» Problem to solve:
Select every line in the records below that contains the word "white", matching case exactly, and copy each one.

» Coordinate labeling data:

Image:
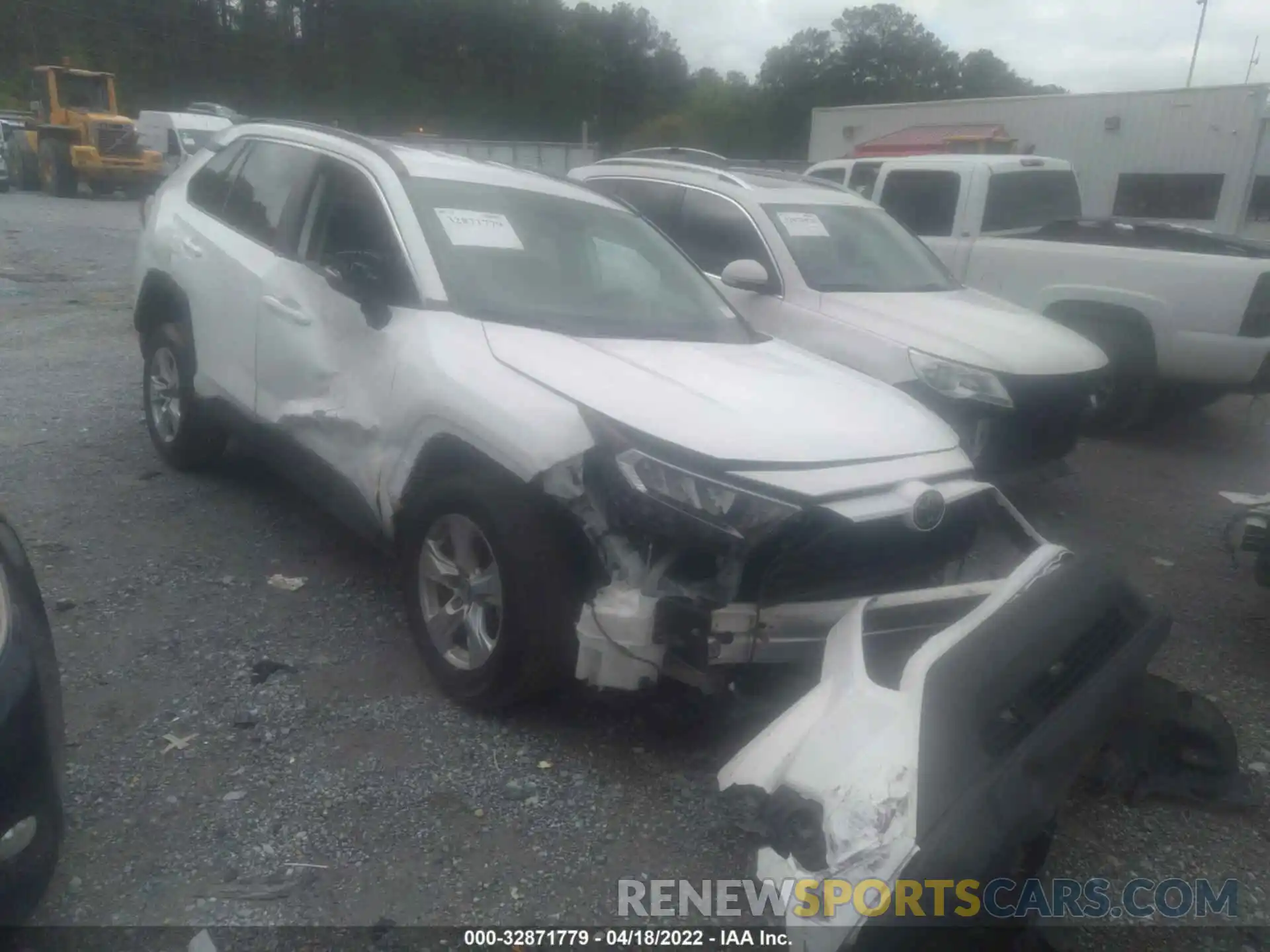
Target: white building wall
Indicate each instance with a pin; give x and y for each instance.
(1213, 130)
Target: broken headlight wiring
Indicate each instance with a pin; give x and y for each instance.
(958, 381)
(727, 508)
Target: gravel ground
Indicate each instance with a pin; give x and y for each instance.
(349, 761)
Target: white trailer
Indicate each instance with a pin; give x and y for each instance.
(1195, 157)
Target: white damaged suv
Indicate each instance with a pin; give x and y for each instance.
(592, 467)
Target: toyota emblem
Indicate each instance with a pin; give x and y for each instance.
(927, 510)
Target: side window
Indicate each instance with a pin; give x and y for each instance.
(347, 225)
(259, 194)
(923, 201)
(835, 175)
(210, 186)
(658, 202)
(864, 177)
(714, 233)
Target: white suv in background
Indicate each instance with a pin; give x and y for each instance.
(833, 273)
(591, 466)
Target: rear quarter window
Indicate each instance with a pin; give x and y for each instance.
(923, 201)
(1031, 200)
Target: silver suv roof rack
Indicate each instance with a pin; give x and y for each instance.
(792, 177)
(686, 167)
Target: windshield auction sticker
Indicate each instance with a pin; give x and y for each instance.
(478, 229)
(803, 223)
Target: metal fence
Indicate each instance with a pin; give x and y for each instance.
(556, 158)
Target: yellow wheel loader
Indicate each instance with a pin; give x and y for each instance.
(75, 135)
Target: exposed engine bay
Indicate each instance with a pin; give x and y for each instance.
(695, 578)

--

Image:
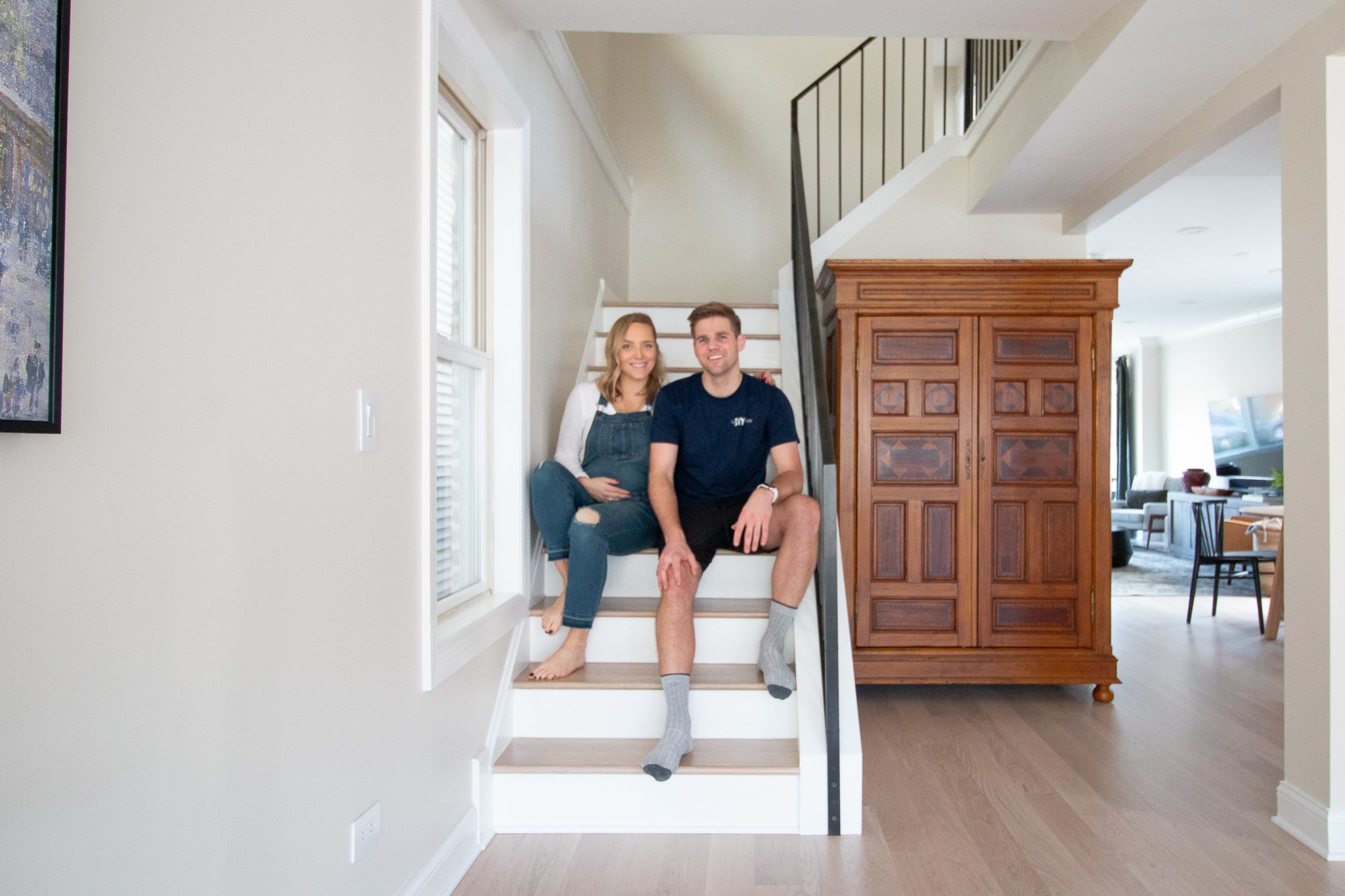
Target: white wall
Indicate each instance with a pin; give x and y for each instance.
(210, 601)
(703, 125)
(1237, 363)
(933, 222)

» Solved exercise:
Target: white building wall
Target: white trailer
Target: white damaged suv
Target: white suv in background
Target: white wall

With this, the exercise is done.